RECORDS SUPPLIED

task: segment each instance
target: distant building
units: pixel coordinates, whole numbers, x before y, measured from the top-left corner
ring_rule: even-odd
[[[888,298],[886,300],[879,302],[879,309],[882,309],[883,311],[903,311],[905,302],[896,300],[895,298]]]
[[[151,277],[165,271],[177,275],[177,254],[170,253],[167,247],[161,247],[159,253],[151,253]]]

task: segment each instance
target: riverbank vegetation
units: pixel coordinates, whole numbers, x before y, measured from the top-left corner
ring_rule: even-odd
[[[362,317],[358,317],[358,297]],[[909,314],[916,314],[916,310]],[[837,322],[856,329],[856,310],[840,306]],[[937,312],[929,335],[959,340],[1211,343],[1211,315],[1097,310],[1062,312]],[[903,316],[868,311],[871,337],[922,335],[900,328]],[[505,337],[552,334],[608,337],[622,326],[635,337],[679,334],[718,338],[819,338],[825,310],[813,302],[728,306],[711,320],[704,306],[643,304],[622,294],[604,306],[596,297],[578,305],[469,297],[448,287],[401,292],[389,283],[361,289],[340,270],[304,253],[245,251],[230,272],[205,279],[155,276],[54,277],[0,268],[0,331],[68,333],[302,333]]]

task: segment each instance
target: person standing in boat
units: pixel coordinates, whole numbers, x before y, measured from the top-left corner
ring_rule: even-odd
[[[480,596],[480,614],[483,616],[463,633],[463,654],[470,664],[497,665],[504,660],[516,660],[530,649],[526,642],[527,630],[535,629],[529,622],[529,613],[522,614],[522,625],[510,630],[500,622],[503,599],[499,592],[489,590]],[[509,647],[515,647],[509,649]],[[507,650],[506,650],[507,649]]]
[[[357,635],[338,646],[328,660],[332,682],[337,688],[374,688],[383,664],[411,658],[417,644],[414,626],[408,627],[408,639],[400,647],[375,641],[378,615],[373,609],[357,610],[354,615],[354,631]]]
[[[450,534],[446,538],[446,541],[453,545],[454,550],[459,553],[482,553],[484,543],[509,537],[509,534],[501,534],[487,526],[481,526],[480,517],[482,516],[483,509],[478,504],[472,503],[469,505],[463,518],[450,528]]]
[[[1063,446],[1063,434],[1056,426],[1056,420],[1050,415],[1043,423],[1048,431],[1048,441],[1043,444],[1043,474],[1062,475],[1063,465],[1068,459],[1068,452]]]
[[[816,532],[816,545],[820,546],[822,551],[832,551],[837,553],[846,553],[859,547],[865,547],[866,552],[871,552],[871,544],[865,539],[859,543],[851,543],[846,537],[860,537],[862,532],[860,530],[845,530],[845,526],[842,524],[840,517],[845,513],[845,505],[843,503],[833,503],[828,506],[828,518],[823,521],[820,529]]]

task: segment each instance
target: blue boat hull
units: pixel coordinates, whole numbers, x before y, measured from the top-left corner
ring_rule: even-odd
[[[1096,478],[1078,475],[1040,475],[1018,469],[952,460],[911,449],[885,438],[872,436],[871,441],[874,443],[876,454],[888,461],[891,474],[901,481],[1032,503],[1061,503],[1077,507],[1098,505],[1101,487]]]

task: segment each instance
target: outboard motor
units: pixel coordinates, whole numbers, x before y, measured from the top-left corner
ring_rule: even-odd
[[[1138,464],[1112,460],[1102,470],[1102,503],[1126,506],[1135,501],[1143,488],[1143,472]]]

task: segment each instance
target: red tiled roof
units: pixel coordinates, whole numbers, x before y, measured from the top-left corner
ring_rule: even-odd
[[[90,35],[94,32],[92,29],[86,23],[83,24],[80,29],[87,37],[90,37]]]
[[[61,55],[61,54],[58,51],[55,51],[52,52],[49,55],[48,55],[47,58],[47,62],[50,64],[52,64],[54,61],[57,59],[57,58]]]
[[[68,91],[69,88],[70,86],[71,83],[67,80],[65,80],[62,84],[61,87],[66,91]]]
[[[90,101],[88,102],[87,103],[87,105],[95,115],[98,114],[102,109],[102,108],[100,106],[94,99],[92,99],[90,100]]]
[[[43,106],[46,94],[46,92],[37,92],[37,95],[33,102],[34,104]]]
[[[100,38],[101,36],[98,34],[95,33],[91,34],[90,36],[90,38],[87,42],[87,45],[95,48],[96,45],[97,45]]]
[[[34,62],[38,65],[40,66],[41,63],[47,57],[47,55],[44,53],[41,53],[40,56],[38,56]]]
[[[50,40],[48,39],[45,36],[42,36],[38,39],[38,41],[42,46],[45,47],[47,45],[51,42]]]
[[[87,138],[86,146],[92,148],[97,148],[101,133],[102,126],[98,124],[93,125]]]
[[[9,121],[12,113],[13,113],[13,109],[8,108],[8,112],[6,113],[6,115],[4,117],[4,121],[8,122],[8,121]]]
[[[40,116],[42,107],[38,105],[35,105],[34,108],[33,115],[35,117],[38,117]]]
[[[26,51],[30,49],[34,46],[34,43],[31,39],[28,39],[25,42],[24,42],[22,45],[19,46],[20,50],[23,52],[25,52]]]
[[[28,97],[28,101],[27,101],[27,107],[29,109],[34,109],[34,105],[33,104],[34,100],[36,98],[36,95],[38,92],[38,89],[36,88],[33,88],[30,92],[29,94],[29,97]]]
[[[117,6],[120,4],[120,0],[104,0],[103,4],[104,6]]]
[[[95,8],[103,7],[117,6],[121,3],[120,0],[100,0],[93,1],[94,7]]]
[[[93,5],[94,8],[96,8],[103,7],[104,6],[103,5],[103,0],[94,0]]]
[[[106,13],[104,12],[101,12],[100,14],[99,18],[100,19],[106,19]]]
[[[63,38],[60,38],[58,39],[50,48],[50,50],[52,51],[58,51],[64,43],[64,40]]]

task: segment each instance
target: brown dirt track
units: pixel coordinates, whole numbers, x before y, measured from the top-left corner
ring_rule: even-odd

WHAT TO PRODUCE
Print the entries exactly. Include every one.

RESPONSE TO THE TASK
task: segment each instance
target: distant building
units: pixel coordinates, whole numbers, x before y, measured from the top-left corner
ring_rule: even-odd
[[[888,298],[886,300],[879,302],[879,309],[882,309],[883,311],[903,311],[905,302],[896,300],[895,298]]]
[[[151,277],[165,271],[177,275],[177,254],[170,253],[167,247],[161,247],[159,253],[151,253]]]

task: segment each instance
target: riverbank vegetation
units: pixel coordinates, whole numbers, x before y, measured from the top-left corner
ring_rule: even-odd
[[[362,317],[358,317],[358,297]],[[909,314],[916,314],[916,310]],[[837,322],[856,329],[856,310],[840,306]],[[937,312],[929,335],[959,340],[1211,343],[1211,315],[1097,310],[1062,312]],[[903,316],[868,311],[871,337],[922,335],[900,328]],[[505,337],[552,334],[608,337],[622,326],[635,337],[679,334],[718,338],[819,338],[825,310],[813,302],[728,306],[711,320],[704,306],[643,304],[622,294],[604,306],[596,297],[578,305],[469,297],[448,287],[401,292],[389,283],[361,289],[340,270],[304,253],[245,251],[230,272],[205,279],[155,276],[54,277],[0,268],[0,331],[68,333],[302,333]]]

task: segment each instance
target: person standing in boat
units: pixel coordinates, whole numbers, x before y, measured from the top-left corner
ring_rule: even-odd
[[[480,596],[480,614],[483,616],[463,633],[463,654],[470,664],[497,665],[504,660],[516,660],[530,649],[526,642],[527,630],[535,629],[529,622],[529,613],[522,614],[522,625],[510,630],[500,622],[503,599],[499,592],[489,590]],[[509,647],[515,647],[509,649]],[[507,650],[506,650],[507,649]]]
[[[357,635],[338,646],[328,660],[332,682],[337,688],[374,688],[383,664],[411,658],[417,644],[414,626],[408,627],[408,639],[400,647],[375,641],[378,615],[373,609],[357,610],[354,615],[354,631]]]
[[[450,534],[446,538],[446,541],[453,545],[454,550],[459,553],[482,553],[484,543],[509,537],[509,534],[501,534],[487,526],[481,526],[480,517],[482,516],[483,509],[478,504],[472,503],[469,505],[463,518],[450,528]]]
[[[1063,446],[1063,434],[1056,426],[1056,420],[1050,415],[1043,423],[1048,431],[1048,441],[1043,444],[1043,474],[1062,475],[1063,465],[1068,459],[1068,452]]]
[[[816,532],[816,545],[820,546],[822,551],[832,551],[837,553],[846,553],[859,547],[865,547],[866,552],[871,552],[871,544],[865,539],[859,543],[851,543],[846,537],[860,537],[862,532],[860,530],[845,530],[845,526],[842,524],[840,517],[845,513],[845,505],[843,503],[833,503],[828,506],[828,518],[823,521],[820,529]]]

task: segment each instance
target: blue boat hull
units: pixel coordinates, whole numbers, x before y, measured from the top-left corner
ring_rule: even-odd
[[[1096,478],[1078,475],[1040,475],[1018,469],[952,460],[911,449],[885,438],[872,436],[871,441],[874,443],[876,454],[888,461],[891,474],[901,481],[1032,503],[1061,503],[1077,507],[1098,505],[1101,487]]]

task: segment each instance
target: outboard motor
units: pixel coordinates, whole numbers, x before y, measured from the top-left corner
ring_rule: even-odd
[[[1138,464],[1112,460],[1102,470],[1102,503],[1126,506],[1135,501],[1143,488],[1143,472]]]

task: segment each instance
target: red tiled roof
units: pixel coordinates, whole numbers, x before y, measured from the top-left corner
ring_rule: even-odd
[[[90,35],[94,32],[92,29],[86,23],[83,24],[80,29],[87,37],[90,37]]]
[[[61,55],[61,54],[58,51],[55,51],[52,52],[49,55],[48,55],[47,58],[47,62],[50,64],[52,64],[54,61],[57,59],[57,58]]]
[[[68,91],[69,88],[70,86],[71,83],[67,80],[65,80],[62,84],[61,87],[66,91]]]
[[[90,101],[88,102],[87,103],[87,105],[95,115],[98,114],[102,109],[102,108],[100,106],[94,99],[92,99],[90,100]]]
[[[43,106],[46,94],[46,92],[37,92],[37,95],[33,102],[34,104]]]
[[[100,38],[101,36],[98,34],[95,33],[91,34],[90,36],[90,38],[87,42],[87,45],[95,48],[96,45],[97,45]]]
[[[34,62],[38,65],[40,66],[41,63],[47,57],[47,55],[44,53],[41,53],[40,56],[38,56]]]
[[[50,40],[48,39],[45,36],[42,36],[38,39],[38,41],[42,46],[45,47],[47,45],[51,42]]]
[[[87,138],[86,146],[92,148],[97,148],[101,133],[102,126],[98,124],[93,125]]]
[[[9,121],[12,113],[13,113],[13,109],[8,108],[8,112],[6,113],[6,115],[4,117],[4,121],[8,122],[8,121]]]
[[[40,116],[42,107],[38,105],[35,105],[34,108],[33,115],[35,117],[38,117]]]
[[[26,51],[30,49],[34,46],[34,43],[31,39],[28,39],[25,42],[24,42],[22,45],[19,46],[20,50],[23,52],[25,52]]]
[[[28,97],[28,101],[27,101],[27,107],[29,109],[34,109],[34,105],[33,104],[34,100],[36,98],[36,95],[38,92],[38,89],[36,88],[33,88],[30,92],[29,94],[29,97]]]
[[[117,6],[120,4],[120,0],[104,0],[103,4],[104,6]]]
[[[95,8],[103,7],[117,6],[121,3],[120,0],[100,0],[93,1],[94,7]]]
[[[93,5],[94,8],[96,8],[103,7],[104,6],[103,5],[103,0],[94,0]]]
[[[106,13],[104,12],[101,12],[100,14],[99,18],[100,19],[106,19]]]
[[[63,38],[60,38],[58,39],[50,48],[50,50],[52,51],[58,51],[64,43],[64,40]]]

task: segment each instance
target: brown dirt track
units: pixel coordinates, whole numbers, x before y, measured from the top-left corner
ring_rule: even-odd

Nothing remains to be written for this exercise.